Records from a data collection |
>> BEGIN
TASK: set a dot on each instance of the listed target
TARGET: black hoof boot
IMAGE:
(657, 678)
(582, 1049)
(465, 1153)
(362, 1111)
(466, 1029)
>> END
>> BEGIN
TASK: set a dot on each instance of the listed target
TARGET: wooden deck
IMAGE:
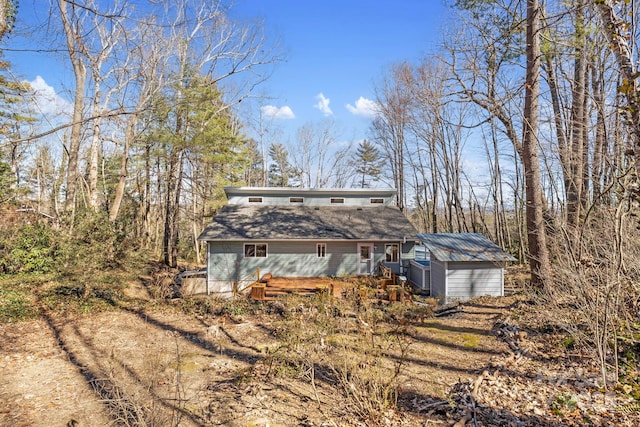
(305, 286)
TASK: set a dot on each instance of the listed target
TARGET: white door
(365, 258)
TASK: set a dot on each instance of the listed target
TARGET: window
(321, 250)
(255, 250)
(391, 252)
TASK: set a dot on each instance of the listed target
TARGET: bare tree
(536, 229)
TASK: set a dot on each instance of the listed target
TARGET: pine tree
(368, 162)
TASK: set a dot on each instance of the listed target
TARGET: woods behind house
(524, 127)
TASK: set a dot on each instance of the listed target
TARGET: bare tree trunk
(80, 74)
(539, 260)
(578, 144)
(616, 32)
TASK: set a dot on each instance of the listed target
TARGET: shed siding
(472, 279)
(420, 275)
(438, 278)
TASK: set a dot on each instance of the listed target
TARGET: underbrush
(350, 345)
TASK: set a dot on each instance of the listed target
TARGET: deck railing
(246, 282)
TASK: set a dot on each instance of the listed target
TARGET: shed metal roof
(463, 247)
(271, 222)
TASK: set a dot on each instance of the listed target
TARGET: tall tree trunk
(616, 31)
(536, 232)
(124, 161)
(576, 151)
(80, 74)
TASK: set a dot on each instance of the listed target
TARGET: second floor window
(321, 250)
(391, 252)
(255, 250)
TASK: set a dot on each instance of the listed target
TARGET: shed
>> END
>> BEGIN
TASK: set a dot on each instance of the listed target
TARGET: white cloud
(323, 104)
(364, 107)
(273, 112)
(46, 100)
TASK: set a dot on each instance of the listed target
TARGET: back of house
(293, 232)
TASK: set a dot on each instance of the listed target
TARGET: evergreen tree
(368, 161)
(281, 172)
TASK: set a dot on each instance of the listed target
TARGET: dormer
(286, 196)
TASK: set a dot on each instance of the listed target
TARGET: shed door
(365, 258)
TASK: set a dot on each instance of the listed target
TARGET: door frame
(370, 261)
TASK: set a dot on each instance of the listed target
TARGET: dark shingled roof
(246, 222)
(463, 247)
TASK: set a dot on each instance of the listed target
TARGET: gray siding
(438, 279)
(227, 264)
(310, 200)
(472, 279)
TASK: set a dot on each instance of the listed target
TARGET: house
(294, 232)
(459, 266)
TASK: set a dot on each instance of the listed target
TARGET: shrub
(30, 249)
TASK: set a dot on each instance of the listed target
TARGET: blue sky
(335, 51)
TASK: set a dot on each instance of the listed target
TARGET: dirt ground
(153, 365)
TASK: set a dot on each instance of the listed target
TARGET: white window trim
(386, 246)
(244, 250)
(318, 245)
>> END
REQUIRED TASK |
Locate each line in the entries above that contains the word "white", and copy those lines.

SOLUTION FOR THIS PROBLEM |
TARGET: white door
TARGET: white cloud
TARGET: white window trim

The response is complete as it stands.